___ Vorliegender Text ___
Wir haben diesen Wunsch immer gehabt, und dabei bleibt es auch. Um unsere Wirtschaft zu entwickeln, brauchen wir eine einheitliche Währung in Europa. Obwohl wir noch nicht in der Euro-Zone sind, haben wir uns mit unserer Währung de facto bereits an den Euro gebunden. Also: Wir streben danach, der Euro-Zone beizutreten.
Bleibt es auch beim Zeitplan? Wird Litauen den Euro 2014 einführen?
Ja, unser Ziel bleibt 2014. In der Krise haben wir strenge Sparmaßnahmen eingehalten. Im Vergleich zu anderen Ländern sind wir relativ stabil. Und: Litauen gehört zu den wenigen Ländern in Europa, deren Wirtschaft stark wächst.
Litauen hat seit seiner Unabhängigkeit sehr stark auf einen "schlanken Staat" gesetzt: niedrige Steuern, eine geringe Staatsquote, wenig Umverteilung, niedrige Löhne. Ist dieses Modell durch die Finanzkrise in Frage gestellt worden?
Es hat sich bewährt, um das Staatsdefizit in den Griff zu kriegen. Es gab zwei Möglichkeiten: entweder die Einnahmen vergrößern oder die Ausgaben verringern. Wenn es aber keine Möglichkeit gibt, die Einnahmen zu erhöhen, muss gespart werden. Und das haben wir gemacht. Deswegen wurden beispielsweise die Renten eingefroren. Mittlerweile haben wir die Renten aber wieder erhöhen können und auch der Mindestlohn wird ab Juli dieses Jahres wieder angehoben. Ich bin den Litauern wirklich sehr dankbar, dass sie das ohne große Proteste oder Streiks mitgemacht haben. Übrigens wurden die Diäten der Parlamentarier auch um 40 Prozent gekürzt.
___ Erfasste Angaben ___
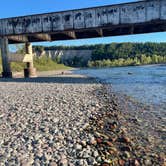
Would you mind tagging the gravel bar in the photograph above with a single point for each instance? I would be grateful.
(42, 121)
(67, 120)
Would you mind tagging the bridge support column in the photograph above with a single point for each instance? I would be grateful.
(30, 71)
(5, 61)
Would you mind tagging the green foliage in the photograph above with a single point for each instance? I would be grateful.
(144, 60)
(118, 53)
(45, 64)
(42, 64)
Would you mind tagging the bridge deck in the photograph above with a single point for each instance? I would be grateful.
(123, 19)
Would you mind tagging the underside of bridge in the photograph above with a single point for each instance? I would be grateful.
(119, 30)
(113, 20)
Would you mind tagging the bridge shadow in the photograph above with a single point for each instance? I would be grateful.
___
▶ [Ziel 1]: Prüfe, ob die folgenden Aussagen mit dem vorliegenden Text übereinstimmen, und antworte jeweils mit Ja oder Nein samt den entscheidenden Worten des Textes als wörtliches Zitat: (a) Litauen will den Euro 2014 einführen. (b) Litauen ist bereits Mitglied der Euro-Zone. (c) Die Diäten der Parlamentarier wurden um 30 Prozent gekürzt.
▶ [Ziel 2]: Ersetze in der gesamten Auflistung „photograph“ durch „image“ und gib die Auflistung sonst unverändert wieder, jedoch ohne die Bilder.
Die Auflistung steht in keinem Zusammenhang mit dem vorliegenden Text.

▶ [Lösung der Aufgabe 1]:
(a) Ja: „Ja, unser Ziel bleibt 2014.“
(b) Nein: „Obwohl wir noch nicht in der Euro-Zone sind“
(c) Nein: „Übrigens wurden die Diäten der Parlamentarier auch um 40 Prozent gekürzt.“

▶ [Lösung der Aufgabe 2]:
Would you mind tagging the gravel bar in the image above with a single point for each instance? I would be grateful.
(42, 121)
(67, 120)
Would you mind tagging the bridge support column in the image above with a single point for each instance? I would be grateful.
(30, 71)
(5, 61)
Would you mind tagging the green foliage in the image above with a single point for each instance? I would be grateful.
(144, 60)
(118, 53)
(45, 64)
(42, 64)
Would you mind tagging the bridge deck in the image above with a single point for each instance? I would be grateful.
(123, 19)
Would you mind tagging the underside of bridge in the image above with a single point for each instance? I would be grateful.
(119, 30)
(113, 20)
Would you mind tagging the bridge shadow in the image above with a single point for each instance? I would be grateful.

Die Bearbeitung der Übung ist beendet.